* GIVEN PROBLEM: Can you retype, word for word, the lines that begin with the one containing "In this picture, where can the black" and end with the one containing "point(19, 221)", both of those included?

* INFORMATION SHOWN:
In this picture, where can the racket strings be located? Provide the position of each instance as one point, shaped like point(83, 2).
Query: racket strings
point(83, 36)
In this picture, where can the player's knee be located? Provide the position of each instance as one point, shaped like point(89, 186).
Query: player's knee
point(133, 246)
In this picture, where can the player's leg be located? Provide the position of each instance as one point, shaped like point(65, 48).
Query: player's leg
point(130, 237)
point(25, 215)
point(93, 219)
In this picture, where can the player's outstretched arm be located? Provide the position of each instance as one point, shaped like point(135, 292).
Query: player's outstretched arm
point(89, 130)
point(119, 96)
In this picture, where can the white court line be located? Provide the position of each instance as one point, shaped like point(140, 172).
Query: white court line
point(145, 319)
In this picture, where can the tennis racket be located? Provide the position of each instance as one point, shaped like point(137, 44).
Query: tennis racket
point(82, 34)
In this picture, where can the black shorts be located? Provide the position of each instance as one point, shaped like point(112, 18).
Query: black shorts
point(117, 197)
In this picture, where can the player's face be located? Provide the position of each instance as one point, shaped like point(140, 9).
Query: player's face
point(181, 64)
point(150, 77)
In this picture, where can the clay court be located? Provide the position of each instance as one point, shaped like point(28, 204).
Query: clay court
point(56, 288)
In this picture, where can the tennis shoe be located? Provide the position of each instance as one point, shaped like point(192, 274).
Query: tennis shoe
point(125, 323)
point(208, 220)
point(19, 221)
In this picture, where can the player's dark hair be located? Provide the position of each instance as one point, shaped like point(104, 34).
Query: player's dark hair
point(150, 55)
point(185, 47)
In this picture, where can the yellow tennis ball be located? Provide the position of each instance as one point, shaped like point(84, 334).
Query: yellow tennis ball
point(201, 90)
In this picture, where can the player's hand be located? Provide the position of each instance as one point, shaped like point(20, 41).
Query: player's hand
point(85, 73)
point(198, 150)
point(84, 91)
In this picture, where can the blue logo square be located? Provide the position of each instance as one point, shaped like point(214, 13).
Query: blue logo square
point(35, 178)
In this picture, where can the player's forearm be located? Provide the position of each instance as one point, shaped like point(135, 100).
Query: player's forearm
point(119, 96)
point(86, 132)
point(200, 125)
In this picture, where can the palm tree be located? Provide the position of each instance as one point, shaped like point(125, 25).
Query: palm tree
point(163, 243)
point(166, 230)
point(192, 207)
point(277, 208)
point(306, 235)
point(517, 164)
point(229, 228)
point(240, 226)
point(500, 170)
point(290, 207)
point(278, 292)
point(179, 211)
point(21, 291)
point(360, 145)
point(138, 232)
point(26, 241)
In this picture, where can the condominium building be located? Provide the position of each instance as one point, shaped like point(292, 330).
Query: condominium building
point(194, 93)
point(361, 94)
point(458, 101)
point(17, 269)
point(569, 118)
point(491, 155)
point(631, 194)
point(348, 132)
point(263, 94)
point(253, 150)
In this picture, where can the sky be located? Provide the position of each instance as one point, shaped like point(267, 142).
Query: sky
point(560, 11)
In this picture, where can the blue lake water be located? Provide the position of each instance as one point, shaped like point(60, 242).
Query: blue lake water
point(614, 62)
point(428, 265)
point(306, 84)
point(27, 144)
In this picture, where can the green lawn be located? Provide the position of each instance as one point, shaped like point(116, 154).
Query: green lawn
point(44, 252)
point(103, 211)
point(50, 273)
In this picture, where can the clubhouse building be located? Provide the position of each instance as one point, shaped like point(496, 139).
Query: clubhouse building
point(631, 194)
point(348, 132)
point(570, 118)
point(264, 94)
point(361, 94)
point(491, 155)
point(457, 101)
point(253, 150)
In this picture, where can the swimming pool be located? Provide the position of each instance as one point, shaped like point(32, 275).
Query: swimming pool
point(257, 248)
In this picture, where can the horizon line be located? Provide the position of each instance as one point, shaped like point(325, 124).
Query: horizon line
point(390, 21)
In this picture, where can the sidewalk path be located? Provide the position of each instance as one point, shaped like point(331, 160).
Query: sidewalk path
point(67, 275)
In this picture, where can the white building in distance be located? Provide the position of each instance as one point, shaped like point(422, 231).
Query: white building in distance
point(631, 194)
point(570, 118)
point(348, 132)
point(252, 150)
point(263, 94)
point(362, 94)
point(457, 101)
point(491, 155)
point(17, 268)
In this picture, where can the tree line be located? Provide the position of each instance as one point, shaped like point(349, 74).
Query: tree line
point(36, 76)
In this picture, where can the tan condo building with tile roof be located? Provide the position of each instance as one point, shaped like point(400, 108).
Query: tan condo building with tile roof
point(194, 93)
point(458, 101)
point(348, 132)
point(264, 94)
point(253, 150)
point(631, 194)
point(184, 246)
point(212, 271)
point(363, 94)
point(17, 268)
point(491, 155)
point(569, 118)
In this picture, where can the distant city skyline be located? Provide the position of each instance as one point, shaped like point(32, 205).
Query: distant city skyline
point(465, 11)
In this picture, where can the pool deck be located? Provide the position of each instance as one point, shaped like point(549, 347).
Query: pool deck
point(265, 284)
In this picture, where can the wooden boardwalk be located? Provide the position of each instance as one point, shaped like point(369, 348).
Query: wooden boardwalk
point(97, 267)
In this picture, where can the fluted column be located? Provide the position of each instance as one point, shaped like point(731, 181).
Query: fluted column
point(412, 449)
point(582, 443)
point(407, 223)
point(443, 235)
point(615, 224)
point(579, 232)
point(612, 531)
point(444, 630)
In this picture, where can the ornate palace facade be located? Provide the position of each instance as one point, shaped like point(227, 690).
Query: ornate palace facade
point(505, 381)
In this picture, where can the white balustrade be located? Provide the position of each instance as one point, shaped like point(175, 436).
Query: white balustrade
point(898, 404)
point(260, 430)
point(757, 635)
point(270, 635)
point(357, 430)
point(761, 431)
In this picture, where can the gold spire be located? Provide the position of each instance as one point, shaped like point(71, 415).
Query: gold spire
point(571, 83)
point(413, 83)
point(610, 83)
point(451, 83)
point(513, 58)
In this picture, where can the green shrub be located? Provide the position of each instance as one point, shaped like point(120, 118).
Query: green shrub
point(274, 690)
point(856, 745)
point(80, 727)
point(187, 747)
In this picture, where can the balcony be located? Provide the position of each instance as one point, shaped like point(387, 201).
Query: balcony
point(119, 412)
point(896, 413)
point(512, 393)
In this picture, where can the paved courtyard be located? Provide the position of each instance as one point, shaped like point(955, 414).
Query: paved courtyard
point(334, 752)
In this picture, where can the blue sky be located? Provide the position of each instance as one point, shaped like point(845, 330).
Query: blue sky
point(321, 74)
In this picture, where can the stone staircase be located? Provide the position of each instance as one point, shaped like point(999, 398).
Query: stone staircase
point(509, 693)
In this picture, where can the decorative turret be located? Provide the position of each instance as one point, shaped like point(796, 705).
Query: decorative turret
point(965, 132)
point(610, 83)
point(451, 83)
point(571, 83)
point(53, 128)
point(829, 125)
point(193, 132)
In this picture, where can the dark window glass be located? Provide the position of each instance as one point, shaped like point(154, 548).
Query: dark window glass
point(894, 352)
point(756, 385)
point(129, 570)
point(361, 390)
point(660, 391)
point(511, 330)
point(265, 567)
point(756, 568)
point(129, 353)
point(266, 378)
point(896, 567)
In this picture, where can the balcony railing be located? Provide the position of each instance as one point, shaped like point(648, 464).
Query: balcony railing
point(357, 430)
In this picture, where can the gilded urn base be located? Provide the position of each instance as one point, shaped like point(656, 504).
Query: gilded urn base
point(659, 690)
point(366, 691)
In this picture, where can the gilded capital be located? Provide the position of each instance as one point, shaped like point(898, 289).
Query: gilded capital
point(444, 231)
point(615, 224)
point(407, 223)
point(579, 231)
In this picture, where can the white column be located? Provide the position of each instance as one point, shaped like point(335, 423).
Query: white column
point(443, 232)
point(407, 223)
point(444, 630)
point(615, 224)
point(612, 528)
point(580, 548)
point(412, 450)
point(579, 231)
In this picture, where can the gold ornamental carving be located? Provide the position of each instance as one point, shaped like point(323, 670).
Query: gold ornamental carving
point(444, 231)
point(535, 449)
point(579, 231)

* PROBLEM SOLUTION:
In this picture, where can the black shorts be located? Provide the position of each instance as one point, shaped like point(112, 18).
Query: black shorts
point(117, 197)
In this picture, where can the player's face be located? Provide the position of each instance as one point, shaped like point(140, 9).
Query: player's face
point(181, 64)
point(150, 77)
In this picture, where can the clay court be located? Provide the position of each instance as one point, shaped like point(28, 204).
Query: clay court
point(56, 288)
In this picture, where can the tennis shoe be located? Provide the position of each instance as one point, shaped like point(192, 274).
Query: tennis shoe
point(125, 323)
point(208, 220)
point(19, 221)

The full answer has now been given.